▶ **Task statement**: An exact transcription of all the data is the expected reply.

-- Records for processing follows --

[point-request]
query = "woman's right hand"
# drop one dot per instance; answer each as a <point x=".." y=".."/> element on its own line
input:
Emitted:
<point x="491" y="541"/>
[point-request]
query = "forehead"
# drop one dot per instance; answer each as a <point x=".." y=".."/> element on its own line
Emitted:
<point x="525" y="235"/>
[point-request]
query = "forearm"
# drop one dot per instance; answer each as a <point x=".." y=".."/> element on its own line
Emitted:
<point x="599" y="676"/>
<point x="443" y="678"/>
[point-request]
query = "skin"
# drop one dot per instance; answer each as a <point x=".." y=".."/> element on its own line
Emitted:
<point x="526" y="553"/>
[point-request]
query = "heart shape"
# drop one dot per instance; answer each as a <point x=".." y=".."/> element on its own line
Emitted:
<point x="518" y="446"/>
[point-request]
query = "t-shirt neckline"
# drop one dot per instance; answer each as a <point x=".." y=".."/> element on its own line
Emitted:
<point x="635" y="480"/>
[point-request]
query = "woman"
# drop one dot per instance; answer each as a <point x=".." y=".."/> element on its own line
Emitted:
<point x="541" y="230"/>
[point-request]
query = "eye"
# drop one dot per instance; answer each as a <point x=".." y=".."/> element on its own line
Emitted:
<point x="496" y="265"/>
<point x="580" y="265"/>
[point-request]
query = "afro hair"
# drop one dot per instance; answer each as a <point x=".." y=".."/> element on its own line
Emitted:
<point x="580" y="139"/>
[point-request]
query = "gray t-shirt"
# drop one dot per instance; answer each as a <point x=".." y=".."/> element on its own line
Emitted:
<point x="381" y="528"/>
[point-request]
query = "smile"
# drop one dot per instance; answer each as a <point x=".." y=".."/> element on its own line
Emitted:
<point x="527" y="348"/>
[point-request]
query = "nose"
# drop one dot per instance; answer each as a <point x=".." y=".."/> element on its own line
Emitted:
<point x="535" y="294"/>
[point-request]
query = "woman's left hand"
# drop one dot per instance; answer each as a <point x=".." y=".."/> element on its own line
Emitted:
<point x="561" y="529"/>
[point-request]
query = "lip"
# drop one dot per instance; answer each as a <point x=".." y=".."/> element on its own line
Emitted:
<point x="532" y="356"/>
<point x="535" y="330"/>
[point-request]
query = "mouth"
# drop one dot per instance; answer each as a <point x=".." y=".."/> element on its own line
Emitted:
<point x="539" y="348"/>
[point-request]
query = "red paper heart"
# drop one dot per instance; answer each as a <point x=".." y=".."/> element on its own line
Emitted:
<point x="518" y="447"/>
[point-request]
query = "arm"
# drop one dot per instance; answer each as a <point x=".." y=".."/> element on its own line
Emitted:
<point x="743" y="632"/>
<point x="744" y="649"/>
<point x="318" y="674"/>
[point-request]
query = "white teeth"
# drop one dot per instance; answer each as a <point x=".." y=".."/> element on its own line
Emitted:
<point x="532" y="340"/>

-- Records for processing concluded --

▶ **Answer to the problem**:
[point-request]
query = "woman's right hand"
# drop one dot per instance; answer each as a <point x=".." y=".."/> element on its own line
input:
Emitted:
<point x="491" y="541"/>
[point-request]
query = "forehead"
# drop one dot per instance; answer each as a <point x=".." y=".."/> element on its own line
Emitted:
<point x="525" y="235"/>
[point-request]
query = "forearm"
# drop one dot per instance; answer each as a <point x=".." y=".."/> element on its own line
Emitted:
<point x="599" y="676"/>
<point x="443" y="678"/>
[point-request]
query = "skin"
# drop one dot per instance; answer each as a <point x=".." y=".."/> element on its own line
Emitted:
<point x="526" y="553"/>
[point-request]
query = "heart shape"
# drop one dot per instance; answer each as a <point x=".." y=".."/> element on its own line
Emitted:
<point x="518" y="446"/>
[point-request]
query = "t-shirt neckline"
# drop one dot per instance; answer each as a <point x=".." y=".."/> element on its own line
Emitted:
<point x="635" y="480"/>
[point-request]
query = "woman"
# drop one dot per instance; answer each as a <point x=".." y=".."/> element on its own line
Emitted:
<point x="541" y="230"/>
[point-request]
query = "eye"
# drop one dot per instance; answer each as a <point x=".." y=".."/> element on its own line
Emitted:
<point x="496" y="265"/>
<point x="580" y="265"/>
[point-request]
query = "afro hair"
# drop one dot per instance; answer each as a <point x=".." y=".."/> element on its own line
Emitted:
<point x="580" y="139"/>
[point-request]
query = "gray t-shirt"
# drop one dot per instance; answer each as a <point x=".." y=".."/> element on its own line
Emitted:
<point x="381" y="528"/>
[point-request]
query = "smile"
# drop one dot per instance; answer each as a <point x=".." y=".."/> element on its own line
Emitted:
<point x="527" y="348"/>
[point-request]
query = "nose"
# drop one dot per instance; answer each as a <point x=".." y=".."/> element on its own line
Emitted:
<point x="535" y="294"/>
[point-request]
query = "woman's left hand"
# drop one dot per instance; answer each as a <point x=".." y=".."/> element on its own line
Emitted:
<point x="561" y="529"/>
[point-request]
query = "lip"
# drop one dot per instance; answer each as a <point x=".." y=".."/> element on its own line
Emitted:
<point x="532" y="356"/>
<point x="535" y="330"/>
[point-request]
query = "mouth"
# drop one dot per instance; answer each as a <point x=".." y=".."/> element on its own line
Emitted:
<point x="539" y="348"/>
[point-request]
query = "red paper heart"
# drop one dot per instance; answer each as a <point x=".." y=".."/> element on its own line
Emitted:
<point x="518" y="447"/>
[point-request]
query = "arm"
# drop one dot per instance; answer each as a <point x=".." y=".."/> element on its own line
Emitted:
<point x="743" y="632"/>
<point x="744" y="649"/>
<point x="318" y="674"/>
[point-request]
query = "white teeth"
# drop one dot per instance; answer each as a <point x=".." y=".."/> element on its own line
Emitted:
<point x="532" y="340"/>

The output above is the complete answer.